• _Raw data_
● ● ● ●

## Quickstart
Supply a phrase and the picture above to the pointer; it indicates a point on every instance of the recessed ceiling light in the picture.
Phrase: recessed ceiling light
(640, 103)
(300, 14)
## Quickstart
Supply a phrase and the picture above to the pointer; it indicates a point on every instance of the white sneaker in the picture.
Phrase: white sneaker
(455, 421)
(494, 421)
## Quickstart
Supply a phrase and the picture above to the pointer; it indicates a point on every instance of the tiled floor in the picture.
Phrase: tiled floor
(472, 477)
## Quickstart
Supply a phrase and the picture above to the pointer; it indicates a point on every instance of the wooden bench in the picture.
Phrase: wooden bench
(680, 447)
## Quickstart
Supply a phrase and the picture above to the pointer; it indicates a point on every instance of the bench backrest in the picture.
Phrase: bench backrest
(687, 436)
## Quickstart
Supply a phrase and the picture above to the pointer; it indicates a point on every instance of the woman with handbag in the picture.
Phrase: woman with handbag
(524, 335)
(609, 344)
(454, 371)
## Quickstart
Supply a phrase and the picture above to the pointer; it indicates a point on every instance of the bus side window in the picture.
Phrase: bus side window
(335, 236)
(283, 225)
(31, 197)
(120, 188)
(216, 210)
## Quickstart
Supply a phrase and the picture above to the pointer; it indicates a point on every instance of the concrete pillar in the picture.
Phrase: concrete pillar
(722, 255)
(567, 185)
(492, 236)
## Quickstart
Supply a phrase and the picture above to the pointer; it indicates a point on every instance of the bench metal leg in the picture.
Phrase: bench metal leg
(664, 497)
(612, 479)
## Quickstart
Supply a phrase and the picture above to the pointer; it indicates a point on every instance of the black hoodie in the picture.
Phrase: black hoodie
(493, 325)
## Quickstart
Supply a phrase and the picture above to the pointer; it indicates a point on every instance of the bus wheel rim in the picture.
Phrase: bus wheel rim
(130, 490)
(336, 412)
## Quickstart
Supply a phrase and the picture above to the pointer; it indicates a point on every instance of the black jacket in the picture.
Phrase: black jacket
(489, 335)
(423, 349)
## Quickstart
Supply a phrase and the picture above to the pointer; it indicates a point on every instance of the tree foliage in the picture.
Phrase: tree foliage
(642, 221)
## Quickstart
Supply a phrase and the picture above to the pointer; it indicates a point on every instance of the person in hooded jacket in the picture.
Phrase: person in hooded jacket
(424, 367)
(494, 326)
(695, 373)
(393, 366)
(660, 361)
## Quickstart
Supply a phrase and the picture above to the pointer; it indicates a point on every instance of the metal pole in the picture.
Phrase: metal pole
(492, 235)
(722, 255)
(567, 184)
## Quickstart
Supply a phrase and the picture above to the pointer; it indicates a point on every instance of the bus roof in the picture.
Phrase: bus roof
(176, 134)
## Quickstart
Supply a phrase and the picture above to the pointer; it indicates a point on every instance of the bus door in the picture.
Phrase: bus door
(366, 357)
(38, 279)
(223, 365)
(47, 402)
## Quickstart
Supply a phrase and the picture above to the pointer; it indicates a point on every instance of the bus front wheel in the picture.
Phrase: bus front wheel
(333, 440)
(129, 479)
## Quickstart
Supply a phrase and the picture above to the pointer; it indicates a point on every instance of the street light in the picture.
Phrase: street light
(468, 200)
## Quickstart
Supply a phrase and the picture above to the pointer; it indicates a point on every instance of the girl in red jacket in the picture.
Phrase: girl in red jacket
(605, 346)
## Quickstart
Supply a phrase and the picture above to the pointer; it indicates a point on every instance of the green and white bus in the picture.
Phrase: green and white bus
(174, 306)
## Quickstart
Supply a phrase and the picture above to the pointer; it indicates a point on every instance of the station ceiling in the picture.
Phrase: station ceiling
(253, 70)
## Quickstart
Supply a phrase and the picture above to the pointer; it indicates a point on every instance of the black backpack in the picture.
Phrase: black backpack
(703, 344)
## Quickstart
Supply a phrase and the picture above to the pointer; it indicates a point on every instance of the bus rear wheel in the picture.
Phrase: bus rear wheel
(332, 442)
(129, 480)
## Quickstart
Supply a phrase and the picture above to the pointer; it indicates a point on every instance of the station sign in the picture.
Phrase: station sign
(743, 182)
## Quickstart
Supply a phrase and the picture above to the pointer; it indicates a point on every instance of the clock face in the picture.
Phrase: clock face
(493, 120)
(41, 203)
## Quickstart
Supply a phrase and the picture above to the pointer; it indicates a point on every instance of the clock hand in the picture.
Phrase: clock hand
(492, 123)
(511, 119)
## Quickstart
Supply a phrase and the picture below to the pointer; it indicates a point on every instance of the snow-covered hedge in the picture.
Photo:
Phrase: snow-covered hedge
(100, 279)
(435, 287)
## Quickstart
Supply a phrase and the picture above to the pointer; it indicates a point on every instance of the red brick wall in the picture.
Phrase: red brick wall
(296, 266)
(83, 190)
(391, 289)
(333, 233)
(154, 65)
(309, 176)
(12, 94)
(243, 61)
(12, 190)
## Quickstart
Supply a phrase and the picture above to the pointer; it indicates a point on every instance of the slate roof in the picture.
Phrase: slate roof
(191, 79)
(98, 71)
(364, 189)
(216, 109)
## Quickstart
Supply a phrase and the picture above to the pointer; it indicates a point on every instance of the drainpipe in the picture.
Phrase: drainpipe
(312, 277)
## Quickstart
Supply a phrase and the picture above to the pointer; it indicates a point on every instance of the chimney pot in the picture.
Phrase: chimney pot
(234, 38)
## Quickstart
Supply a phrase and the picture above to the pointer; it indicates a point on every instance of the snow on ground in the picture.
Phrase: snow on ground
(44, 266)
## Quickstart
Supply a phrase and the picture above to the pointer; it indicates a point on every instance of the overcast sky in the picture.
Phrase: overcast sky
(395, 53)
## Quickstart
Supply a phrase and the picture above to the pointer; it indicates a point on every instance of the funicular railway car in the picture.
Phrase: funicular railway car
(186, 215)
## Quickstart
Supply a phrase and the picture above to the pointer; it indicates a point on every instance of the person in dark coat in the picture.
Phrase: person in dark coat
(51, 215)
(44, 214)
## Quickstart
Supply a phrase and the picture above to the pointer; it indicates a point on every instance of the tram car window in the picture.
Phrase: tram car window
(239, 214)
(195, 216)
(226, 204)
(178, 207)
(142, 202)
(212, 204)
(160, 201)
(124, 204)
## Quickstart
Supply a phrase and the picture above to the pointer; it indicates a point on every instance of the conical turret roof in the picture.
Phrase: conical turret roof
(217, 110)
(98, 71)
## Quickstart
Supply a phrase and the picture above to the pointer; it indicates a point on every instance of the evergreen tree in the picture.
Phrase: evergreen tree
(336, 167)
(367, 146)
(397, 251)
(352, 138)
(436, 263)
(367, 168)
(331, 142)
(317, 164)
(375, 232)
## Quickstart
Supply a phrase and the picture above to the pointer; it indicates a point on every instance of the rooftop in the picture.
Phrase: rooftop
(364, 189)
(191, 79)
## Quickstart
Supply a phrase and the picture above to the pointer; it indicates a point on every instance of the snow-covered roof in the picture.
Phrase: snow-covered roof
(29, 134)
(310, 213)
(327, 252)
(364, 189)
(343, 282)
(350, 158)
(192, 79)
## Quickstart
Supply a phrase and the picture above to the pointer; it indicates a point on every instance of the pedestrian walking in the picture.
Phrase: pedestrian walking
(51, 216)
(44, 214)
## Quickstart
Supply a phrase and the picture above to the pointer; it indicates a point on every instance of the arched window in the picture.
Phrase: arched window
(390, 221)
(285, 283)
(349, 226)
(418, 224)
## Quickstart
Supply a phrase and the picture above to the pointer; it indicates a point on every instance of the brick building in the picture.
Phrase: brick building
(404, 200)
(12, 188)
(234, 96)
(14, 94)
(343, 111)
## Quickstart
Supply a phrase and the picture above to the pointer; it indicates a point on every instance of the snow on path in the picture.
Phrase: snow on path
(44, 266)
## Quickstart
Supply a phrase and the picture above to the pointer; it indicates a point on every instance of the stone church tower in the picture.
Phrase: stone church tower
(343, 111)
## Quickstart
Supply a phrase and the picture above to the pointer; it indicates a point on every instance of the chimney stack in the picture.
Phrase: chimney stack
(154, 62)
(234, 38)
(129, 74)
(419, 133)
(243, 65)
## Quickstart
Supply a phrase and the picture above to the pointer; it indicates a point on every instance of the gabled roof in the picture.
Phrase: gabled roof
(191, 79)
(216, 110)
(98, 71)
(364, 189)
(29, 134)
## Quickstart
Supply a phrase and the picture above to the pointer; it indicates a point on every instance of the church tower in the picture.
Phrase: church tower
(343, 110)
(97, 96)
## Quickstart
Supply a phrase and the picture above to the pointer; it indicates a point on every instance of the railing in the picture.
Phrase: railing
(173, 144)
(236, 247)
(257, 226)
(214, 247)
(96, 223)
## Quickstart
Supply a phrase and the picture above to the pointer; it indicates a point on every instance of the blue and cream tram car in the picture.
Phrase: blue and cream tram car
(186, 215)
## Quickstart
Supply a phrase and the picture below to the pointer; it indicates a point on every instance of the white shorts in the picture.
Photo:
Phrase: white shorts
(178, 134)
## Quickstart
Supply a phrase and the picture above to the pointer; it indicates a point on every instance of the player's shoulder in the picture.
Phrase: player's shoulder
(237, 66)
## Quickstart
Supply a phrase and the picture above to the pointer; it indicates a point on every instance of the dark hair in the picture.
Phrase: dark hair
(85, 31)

● ● ● ●

• _Task prompt_
Return only the lines between the one holding "snow-covered roof in the picture." and the one holding "walking in the picture.", inclusive, exactly as they appear above.

• _Solution to the exercise_
Supply a phrase and the picture above to the pointer; it indicates a point on every instance of the snow-covered roof in the picture.
Phrase: snow-covered roof
(29, 134)
(310, 213)
(327, 252)
(364, 189)
(343, 282)
(350, 158)
(192, 79)
## Quickstart
Supply a phrase and the picture above to the pointer; it indicates a point on every instance of the pedestrian walking in the picture.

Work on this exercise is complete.